EXTRACT:
= = = = =

Published on February 1st, 2018 | from CAMH
The road to discovery and innovation
By Dr. Vicky Stergiopoulos, Physician-in-Chief and Clinician Scientist at CAMH
CAMH was recently entrusted with a $100-million gift, the largest ever philanthropic donation to mental health in Canada. A gift of this size to mental health research is a tremendous honour, carrying with it the lightness of gratitude and pride, as well as the weight of responsibility to maximize the gift’s enduring impact.
Why research? Because of people like Tom Churchill. Since Tom was a teenager, depression has been his steadfast – and unwelcomed – companion. Only recently, at the age of 65, has he been able to live a healthier life, thanks to clinical research at CAMH.
“I’m a person whose story could easily have been tragic, whose life could easily have been much shorter,” Tom admits. “Clinical research into mental health changed my life.”
The goal of the Discovery Fund
Philanthropy is not meant to address the access and care gaps that fall in the domain of publicly funded services. It is hoped ongoing efforts toward stigma reduction will inspire the same trust among levels of government, and attract new investments in high quality services and supports.
This Discovery Fund is aimed at igniting discovery and innovation, and improving outcomes for people with mental illness, now and in the future. The Discovery Fund has so far invested in three main areas: people, ideas, and a discovery platform.

= = = = =

RECORDS PROVIDED:
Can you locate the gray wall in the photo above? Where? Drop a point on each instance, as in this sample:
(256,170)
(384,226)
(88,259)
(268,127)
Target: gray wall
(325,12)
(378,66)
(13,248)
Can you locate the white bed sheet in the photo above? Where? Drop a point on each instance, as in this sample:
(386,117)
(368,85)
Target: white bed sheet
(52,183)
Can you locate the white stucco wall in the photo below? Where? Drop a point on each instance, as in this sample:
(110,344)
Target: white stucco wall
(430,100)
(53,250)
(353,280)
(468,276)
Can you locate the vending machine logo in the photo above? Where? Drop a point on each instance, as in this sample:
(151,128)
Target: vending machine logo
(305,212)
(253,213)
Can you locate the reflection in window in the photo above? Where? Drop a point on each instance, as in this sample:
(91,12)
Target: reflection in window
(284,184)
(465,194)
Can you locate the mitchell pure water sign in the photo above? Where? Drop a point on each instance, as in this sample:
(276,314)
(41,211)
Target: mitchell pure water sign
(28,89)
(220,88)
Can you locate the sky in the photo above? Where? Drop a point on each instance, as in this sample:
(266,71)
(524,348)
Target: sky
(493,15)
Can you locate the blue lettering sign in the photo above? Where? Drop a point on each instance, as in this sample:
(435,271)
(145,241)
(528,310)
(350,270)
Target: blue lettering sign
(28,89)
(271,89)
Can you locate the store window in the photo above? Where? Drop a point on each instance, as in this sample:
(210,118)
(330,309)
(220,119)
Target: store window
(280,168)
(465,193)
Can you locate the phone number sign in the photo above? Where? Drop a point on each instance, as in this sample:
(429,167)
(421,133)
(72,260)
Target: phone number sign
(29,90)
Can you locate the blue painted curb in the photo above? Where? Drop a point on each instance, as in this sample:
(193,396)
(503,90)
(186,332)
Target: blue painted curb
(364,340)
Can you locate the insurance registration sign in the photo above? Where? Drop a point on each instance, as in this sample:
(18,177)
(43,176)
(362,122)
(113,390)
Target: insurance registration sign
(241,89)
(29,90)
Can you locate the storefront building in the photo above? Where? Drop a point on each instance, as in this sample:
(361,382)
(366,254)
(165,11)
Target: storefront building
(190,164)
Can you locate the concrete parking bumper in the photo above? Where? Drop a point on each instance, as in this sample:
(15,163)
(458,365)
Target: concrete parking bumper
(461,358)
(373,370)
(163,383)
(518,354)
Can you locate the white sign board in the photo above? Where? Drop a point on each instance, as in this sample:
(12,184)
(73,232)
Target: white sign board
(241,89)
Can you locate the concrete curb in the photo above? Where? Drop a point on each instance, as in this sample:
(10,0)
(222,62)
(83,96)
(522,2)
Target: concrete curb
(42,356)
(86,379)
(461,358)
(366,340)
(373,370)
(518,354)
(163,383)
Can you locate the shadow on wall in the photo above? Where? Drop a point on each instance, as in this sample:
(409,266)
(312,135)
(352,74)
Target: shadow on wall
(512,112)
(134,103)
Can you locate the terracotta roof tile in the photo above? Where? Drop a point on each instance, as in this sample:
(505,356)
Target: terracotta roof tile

= = = = =

REQUIRED WORK:
#1 In the article on CAMH's Discovery Fund, in what three areas has the fund invested so far?
#2 Decide whether each statement agrees with the article on CAMH's Discovery Fund, and quote the deciding words for each: (a) The gift to CAMH was the largest philanthropic donation to mental health in Canada. (b) Philanthropy is meant to close the access and care gaps in publicly funded services. (c) Tom Churchill has lived with depression since his twenties.
#3 Continue the article on CAMH's Discovery Fund, picking up after its final sentence.

RESPONSES TO THE TASKS:
#1 People, ideas, and a discovery platform.

#2
(a) Yes: "the largest ever philanthropic donation to mental health in Canada"
(b) No: "Philanthropy is not meant to address the access and care gaps that fall in the domain of publicly funded services."
(c) No: "Since Tom was a teenager, depression has been his steadfast – and unwelcomed – companion."

#3
We are investing in attracting and retaining superb graduate students, postdoctoral fellows and early and mid-career scientists and clinician scientists, supporting their training and professional development. We cherish inclusion and diversity, and these core values will be amply reflected among those we train and support.
Science and high-risk, high-reward ideas are supported by seed funds that encourage collaboration across disciplines and with other organizations to help create a broad movement toward a better future for mental health. Seed funds support all areas of enquiry, from basic science to brain and behavioural interventions and health services research, to make the mental health system better for everyone. They help us set in motion and accelerate platforms of convergence to improve the understanding, prevention and treatment of mental disorders. They incubate new treatments and models of care, such as the brain stimulation technology that helped Tom Churchill, bringing discoveries to those that need them most.
A discovery platform
Through our discovery platform, we will ensure the people we serve are engaged as partners in new knowledge creation, participating actively in research to advance care. Our discovery platform will also support clinical and research data integration and analytics, leveraging large data sets to answer questions about disease trajectories, our diagnostic models and opportunities for prevention and early intervention.
We have a lot of work ahead of us.
We need to better understand how the brain’s connections to our biological and social environment may lead to mental disorders. Working closely with clinicians, researchers and people with lived experience, we also need to develop innovative service models and cross-sectoral collaborations to improve care and outcomes for people of all ages experiencing mental illness.
As we embark in this exciting adventure, we will consult with leading scientists and other thought leaders, locally, nationally and internationally, to identify additional areas in which we need to grow in support of our cause. We will explore opportunities for greater collaboration with other organizations, and invest in new conceptual frameworks that embrace the complexity of mental disorders. In these ways, we will ensure we are steering a new beginning in mental health, toward a future full of opportunity and promise.
Canadians are counting on us to create that new beginning through clinical research – people like Tom, his family and his friends. Through the Discovery Fund, we will deliver.